_What you should do_
Rewrite only the lines from the one with "Objective: one point per instance of the fire" up to and including the one with "Target: fire truck", swapping "fire truck" for "fire engine" and leaving everything else unchanged.

_Lines of data_

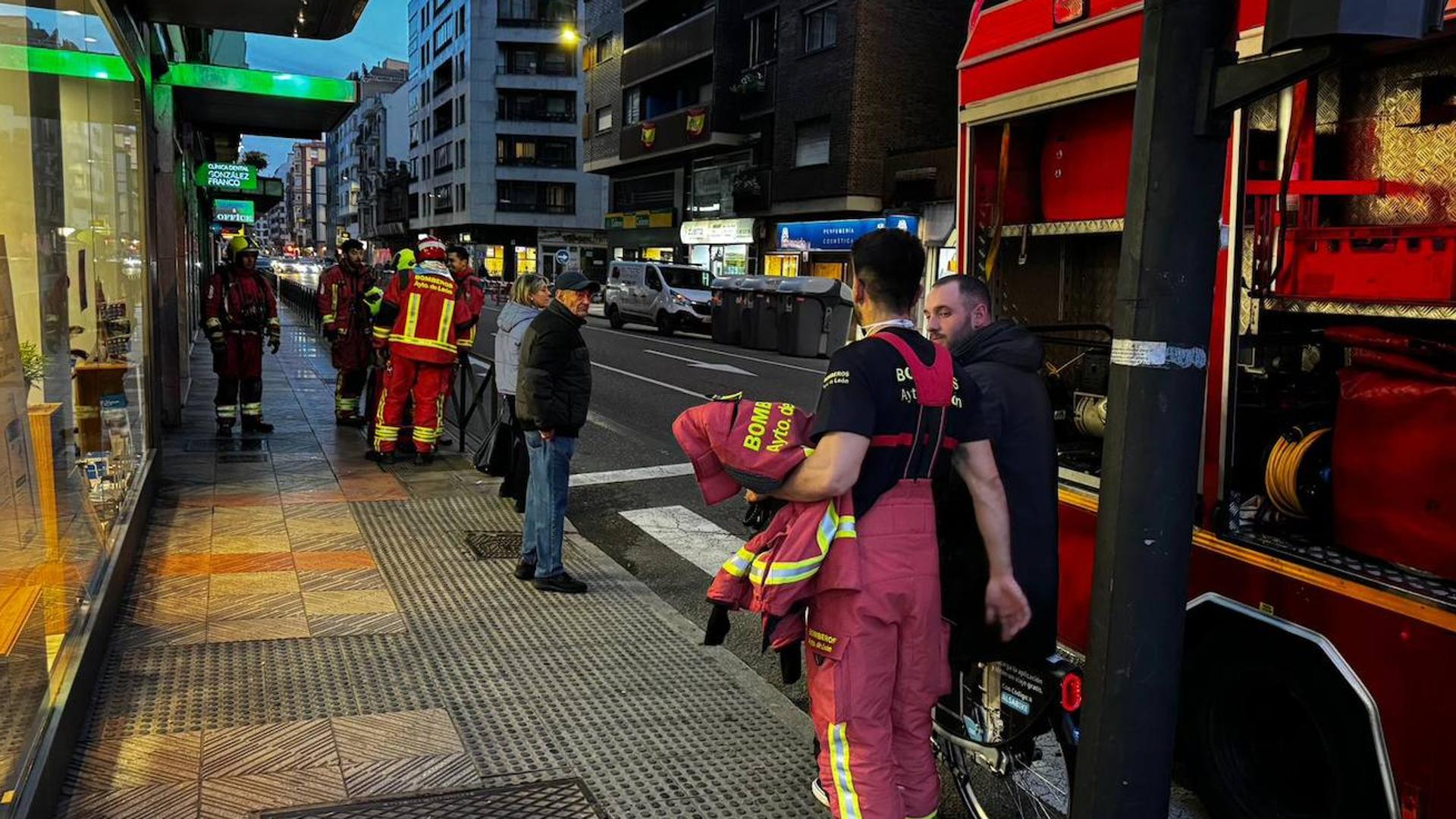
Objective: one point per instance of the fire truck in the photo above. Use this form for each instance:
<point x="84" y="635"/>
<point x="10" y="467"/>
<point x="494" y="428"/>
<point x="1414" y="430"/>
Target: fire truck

--

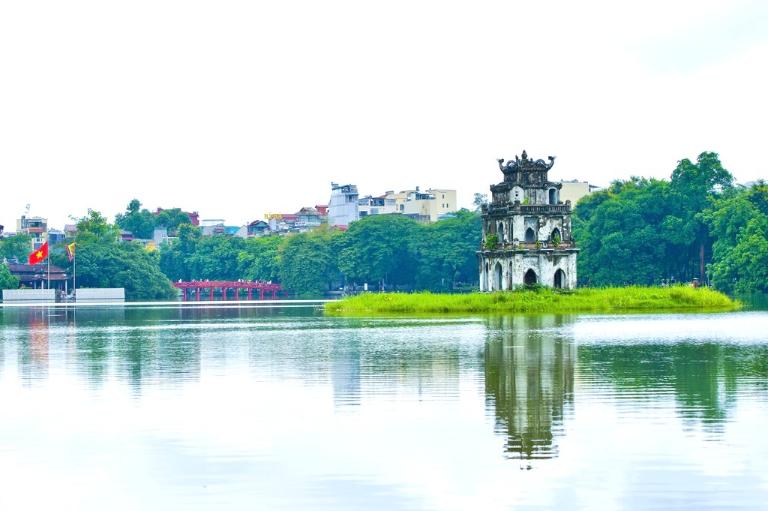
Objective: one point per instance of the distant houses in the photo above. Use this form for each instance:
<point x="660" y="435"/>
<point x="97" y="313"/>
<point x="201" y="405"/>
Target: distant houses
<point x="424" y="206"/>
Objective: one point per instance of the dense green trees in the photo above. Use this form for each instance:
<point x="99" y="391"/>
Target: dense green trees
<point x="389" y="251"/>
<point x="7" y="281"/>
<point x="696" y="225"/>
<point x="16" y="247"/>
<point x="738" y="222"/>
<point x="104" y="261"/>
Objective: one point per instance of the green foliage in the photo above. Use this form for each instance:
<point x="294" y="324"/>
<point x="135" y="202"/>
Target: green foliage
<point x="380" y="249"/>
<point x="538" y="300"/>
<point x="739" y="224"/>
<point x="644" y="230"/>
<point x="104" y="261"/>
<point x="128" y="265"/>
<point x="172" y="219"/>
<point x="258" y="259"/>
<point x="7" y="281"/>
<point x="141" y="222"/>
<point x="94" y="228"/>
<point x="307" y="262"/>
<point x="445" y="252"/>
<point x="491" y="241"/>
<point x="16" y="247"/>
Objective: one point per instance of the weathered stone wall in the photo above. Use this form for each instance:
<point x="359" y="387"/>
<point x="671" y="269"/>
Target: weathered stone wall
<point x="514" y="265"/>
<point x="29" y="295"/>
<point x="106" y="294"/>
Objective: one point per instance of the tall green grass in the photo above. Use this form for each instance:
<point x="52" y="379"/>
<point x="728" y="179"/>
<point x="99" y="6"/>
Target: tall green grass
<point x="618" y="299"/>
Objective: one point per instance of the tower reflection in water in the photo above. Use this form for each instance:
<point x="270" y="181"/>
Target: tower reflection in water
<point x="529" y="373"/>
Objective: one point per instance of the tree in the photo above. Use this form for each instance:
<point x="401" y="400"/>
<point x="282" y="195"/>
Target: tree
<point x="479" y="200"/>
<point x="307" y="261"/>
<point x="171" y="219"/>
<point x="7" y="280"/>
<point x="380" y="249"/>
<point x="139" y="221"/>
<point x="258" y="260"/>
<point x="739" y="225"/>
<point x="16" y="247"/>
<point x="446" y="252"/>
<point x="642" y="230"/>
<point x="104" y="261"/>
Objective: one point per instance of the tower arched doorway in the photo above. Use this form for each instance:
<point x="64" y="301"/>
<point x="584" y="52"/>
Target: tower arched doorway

* * *

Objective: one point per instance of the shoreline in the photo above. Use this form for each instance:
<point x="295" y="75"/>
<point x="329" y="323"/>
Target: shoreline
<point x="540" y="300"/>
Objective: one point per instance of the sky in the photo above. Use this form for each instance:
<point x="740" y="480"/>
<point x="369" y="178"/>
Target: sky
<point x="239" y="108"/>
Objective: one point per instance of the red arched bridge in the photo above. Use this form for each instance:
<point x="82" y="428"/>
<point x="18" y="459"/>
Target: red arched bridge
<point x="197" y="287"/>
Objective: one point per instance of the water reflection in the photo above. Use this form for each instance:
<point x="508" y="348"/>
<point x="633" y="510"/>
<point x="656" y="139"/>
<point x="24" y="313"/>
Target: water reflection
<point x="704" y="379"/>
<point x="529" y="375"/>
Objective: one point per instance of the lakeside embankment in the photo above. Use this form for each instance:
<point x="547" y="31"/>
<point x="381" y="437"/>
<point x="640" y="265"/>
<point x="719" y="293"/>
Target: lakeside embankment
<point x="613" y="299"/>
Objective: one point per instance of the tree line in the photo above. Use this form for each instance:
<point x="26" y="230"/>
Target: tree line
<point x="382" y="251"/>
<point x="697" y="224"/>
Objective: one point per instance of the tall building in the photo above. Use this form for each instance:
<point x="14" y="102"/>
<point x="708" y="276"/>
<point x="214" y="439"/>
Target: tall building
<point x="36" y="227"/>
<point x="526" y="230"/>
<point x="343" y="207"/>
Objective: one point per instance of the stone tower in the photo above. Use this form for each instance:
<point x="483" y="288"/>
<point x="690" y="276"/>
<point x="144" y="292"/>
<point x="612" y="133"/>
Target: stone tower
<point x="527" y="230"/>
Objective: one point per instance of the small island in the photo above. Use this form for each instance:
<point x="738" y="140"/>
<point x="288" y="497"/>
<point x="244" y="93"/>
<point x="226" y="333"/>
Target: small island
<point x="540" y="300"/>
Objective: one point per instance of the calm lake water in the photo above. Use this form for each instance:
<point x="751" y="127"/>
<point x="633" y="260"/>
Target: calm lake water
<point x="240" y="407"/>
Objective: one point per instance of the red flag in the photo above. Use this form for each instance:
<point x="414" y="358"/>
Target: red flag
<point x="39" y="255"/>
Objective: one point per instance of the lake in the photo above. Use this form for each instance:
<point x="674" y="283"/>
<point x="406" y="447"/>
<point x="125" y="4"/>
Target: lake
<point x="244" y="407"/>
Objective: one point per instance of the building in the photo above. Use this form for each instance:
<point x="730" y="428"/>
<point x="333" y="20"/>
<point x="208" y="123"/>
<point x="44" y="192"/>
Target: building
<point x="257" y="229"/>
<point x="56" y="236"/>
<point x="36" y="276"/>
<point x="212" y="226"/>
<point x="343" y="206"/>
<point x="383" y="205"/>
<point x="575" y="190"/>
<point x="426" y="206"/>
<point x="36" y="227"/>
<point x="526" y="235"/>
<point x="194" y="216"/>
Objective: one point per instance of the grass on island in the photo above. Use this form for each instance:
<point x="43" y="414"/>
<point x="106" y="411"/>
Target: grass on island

_Output below_
Objective: one point per instance of the fire engine in the photo above. Use this form for each instance:
<point x="84" y="635"/>
<point x="10" y="467"/>
<point x="494" y="428"/>
<point x="1414" y="430"/>
Target: fire engine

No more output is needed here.